- [EXCERPTED DATA]
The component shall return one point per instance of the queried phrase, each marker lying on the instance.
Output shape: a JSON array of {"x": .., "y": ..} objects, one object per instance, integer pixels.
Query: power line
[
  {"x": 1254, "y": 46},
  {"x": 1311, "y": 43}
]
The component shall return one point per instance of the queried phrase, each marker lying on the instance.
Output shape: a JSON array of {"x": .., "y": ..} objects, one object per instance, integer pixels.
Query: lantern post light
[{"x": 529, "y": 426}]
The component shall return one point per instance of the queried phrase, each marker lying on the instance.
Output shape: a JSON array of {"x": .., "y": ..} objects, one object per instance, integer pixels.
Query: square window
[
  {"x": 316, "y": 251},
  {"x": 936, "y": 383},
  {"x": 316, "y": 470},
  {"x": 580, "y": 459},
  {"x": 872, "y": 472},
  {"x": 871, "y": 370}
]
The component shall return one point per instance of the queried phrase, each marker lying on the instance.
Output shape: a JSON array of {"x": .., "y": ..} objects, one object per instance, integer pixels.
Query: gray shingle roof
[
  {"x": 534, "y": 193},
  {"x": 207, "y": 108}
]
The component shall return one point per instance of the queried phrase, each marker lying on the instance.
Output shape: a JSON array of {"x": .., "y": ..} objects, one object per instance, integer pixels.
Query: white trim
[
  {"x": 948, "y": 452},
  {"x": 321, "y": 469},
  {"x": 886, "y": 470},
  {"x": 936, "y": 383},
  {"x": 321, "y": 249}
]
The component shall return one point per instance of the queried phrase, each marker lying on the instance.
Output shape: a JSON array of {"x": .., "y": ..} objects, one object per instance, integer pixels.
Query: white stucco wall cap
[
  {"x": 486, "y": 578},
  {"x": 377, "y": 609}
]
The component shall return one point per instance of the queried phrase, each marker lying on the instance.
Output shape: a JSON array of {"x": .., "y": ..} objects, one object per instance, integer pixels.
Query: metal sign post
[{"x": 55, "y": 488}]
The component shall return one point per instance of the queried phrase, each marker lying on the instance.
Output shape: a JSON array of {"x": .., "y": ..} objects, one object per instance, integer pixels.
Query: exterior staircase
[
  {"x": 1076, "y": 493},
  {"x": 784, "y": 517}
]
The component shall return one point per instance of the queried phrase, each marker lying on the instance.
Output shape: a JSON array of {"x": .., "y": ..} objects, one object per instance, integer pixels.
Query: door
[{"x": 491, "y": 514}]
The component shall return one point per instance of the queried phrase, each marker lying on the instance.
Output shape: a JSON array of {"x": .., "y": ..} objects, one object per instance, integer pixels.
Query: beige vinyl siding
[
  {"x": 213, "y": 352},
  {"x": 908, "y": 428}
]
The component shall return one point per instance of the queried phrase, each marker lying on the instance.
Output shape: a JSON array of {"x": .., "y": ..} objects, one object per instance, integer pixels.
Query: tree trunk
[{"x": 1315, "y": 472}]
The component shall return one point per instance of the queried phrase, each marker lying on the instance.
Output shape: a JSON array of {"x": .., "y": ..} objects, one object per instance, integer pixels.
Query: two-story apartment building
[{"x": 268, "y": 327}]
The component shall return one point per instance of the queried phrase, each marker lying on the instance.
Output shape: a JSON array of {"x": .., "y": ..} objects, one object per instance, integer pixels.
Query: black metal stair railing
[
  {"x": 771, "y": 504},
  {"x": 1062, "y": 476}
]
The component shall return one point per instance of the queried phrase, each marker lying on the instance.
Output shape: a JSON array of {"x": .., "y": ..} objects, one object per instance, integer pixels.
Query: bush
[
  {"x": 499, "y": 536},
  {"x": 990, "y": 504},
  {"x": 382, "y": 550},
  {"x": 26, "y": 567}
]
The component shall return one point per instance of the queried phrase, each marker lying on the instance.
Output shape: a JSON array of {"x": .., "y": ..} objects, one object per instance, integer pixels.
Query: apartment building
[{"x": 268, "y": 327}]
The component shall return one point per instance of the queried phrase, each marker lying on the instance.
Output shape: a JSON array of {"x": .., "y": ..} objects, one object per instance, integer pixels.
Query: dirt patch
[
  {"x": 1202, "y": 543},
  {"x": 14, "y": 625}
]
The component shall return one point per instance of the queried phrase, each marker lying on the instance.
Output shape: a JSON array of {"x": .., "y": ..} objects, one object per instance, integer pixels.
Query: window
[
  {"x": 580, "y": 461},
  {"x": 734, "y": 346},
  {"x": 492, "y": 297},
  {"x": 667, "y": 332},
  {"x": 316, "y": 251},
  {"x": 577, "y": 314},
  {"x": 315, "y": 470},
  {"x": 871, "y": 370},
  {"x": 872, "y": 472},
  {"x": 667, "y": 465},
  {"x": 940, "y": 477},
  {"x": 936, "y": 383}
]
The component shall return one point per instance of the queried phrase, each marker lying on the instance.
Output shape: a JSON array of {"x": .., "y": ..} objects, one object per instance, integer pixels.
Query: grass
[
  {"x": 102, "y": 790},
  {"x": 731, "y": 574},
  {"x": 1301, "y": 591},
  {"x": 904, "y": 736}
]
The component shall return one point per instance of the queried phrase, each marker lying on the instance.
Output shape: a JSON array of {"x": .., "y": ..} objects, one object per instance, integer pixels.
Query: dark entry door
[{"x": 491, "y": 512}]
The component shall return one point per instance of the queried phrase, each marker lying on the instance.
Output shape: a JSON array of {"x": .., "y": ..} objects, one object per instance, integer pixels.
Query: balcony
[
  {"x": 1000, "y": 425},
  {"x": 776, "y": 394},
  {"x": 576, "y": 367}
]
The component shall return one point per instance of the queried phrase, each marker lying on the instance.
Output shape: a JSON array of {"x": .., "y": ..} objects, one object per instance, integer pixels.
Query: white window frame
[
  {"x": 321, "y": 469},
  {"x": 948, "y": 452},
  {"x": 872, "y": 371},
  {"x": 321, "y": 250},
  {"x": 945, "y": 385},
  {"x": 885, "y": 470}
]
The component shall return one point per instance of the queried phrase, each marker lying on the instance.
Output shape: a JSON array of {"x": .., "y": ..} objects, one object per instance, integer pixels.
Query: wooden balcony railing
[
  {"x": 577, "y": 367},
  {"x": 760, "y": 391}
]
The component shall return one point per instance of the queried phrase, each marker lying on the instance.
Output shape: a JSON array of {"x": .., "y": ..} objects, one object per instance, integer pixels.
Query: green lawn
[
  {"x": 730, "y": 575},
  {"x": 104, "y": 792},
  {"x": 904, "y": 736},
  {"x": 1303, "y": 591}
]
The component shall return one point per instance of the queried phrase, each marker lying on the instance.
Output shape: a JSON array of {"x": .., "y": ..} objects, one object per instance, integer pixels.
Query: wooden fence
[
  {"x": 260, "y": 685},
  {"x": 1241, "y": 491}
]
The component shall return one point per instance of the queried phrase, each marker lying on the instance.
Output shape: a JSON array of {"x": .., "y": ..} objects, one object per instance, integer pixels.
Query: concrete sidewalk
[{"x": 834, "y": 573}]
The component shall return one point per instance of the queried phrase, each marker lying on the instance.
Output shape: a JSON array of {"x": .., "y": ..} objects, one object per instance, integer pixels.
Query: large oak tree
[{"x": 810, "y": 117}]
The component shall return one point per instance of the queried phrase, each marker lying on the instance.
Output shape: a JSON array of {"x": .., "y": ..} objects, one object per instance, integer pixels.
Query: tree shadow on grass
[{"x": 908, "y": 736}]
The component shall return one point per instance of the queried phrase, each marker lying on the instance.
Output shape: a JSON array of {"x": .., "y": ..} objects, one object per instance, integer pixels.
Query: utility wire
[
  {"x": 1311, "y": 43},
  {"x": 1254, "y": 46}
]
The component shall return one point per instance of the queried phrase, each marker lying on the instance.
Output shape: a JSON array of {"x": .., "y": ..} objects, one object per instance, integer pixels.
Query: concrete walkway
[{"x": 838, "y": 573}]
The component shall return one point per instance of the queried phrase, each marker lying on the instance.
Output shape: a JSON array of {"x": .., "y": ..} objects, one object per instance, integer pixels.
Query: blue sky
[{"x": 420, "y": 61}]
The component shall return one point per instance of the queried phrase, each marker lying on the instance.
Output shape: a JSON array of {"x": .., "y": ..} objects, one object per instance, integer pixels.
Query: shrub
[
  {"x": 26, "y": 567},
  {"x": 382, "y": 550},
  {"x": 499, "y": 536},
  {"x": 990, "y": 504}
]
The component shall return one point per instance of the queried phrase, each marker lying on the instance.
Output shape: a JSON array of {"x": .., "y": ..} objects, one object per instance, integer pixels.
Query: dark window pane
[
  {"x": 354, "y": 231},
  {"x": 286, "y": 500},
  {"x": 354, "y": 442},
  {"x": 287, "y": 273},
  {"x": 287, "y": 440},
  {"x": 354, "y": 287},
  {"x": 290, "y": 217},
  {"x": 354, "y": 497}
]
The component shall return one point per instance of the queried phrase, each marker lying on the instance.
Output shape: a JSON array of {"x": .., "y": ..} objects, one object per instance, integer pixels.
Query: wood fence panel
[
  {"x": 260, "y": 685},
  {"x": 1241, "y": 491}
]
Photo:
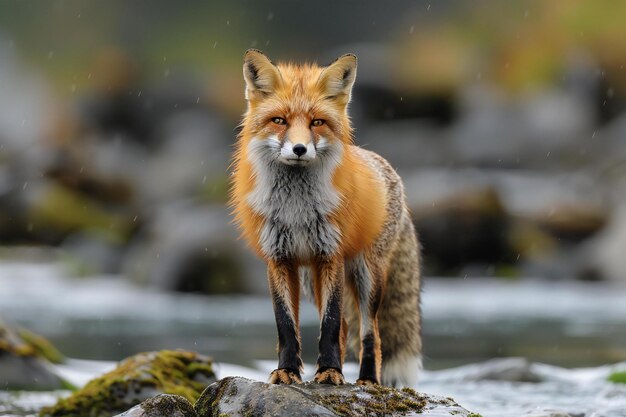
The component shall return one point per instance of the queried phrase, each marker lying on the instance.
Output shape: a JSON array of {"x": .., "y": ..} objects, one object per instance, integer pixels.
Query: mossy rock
[
  {"x": 24, "y": 361},
  {"x": 236, "y": 396},
  {"x": 618, "y": 377},
  {"x": 136, "y": 379}
]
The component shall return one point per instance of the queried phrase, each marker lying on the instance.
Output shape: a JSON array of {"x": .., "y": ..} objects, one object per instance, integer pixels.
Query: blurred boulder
[
  {"x": 137, "y": 379},
  {"x": 533, "y": 131},
  {"x": 54, "y": 211},
  {"x": 25, "y": 361},
  {"x": 194, "y": 247},
  {"x": 163, "y": 405},
  {"x": 242, "y": 397},
  {"x": 604, "y": 254},
  {"x": 477, "y": 217}
]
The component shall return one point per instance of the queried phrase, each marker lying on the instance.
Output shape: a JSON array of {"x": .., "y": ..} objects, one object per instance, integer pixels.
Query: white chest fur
[{"x": 295, "y": 202}]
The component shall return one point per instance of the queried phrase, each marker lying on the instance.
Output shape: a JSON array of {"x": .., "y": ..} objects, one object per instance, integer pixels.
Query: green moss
[
  {"x": 618, "y": 377},
  {"x": 374, "y": 401},
  {"x": 134, "y": 380},
  {"x": 23, "y": 342}
]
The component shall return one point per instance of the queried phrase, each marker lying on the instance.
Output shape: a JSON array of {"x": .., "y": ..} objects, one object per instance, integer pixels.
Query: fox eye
[{"x": 279, "y": 120}]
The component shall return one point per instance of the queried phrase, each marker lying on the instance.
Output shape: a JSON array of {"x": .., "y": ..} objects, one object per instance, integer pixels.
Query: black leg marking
[
  {"x": 288, "y": 341},
  {"x": 368, "y": 359},
  {"x": 329, "y": 349}
]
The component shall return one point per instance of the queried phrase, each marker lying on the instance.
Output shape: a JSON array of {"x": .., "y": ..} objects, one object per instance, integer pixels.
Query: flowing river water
[{"x": 500, "y": 348}]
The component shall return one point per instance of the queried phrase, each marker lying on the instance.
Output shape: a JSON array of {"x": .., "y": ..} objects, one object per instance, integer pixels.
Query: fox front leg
[
  {"x": 329, "y": 297},
  {"x": 285, "y": 291}
]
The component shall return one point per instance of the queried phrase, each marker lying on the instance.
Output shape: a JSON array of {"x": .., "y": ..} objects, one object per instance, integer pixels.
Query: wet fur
[{"x": 338, "y": 226}]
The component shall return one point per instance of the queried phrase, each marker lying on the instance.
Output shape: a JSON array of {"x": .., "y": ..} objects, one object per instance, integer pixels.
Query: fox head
[{"x": 297, "y": 114}]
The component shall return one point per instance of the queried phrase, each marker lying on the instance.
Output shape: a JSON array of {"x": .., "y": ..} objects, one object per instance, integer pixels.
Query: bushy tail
[{"x": 399, "y": 317}]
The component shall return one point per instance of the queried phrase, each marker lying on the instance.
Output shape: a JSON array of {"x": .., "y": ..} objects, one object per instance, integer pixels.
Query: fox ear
[
  {"x": 261, "y": 75},
  {"x": 337, "y": 79}
]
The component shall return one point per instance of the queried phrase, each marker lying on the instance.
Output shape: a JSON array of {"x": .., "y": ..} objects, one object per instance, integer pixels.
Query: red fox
[{"x": 329, "y": 217}]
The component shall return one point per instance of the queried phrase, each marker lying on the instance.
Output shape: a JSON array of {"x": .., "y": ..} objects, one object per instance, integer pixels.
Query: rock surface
[
  {"x": 25, "y": 359},
  {"x": 136, "y": 379},
  {"x": 236, "y": 396},
  {"x": 161, "y": 406}
]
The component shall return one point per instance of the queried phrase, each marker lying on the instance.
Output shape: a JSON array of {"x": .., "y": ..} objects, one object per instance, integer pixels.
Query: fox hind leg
[
  {"x": 366, "y": 280},
  {"x": 328, "y": 289},
  {"x": 285, "y": 291}
]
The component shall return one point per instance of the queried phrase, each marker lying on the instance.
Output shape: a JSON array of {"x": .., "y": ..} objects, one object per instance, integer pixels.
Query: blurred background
[{"x": 506, "y": 121}]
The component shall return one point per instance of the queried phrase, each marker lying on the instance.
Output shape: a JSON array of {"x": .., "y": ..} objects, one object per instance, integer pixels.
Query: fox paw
[
  {"x": 285, "y": 376},
  {"x": 366, "y": 382},
  {"x": 330, "y": 376}
]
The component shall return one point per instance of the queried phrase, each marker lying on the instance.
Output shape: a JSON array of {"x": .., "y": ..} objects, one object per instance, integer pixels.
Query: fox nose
[{"x": 299, "y": 149}]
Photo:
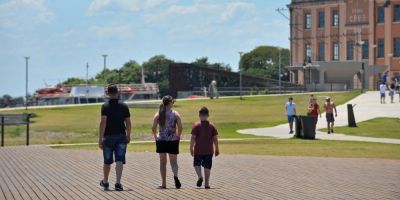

- [REQUIREMENTS] Show every line of the material above that contains the word "wooden", copying each such line in full. Case counts.

- [REPLY]
Query: wooden balcony railing
Query: wooden fence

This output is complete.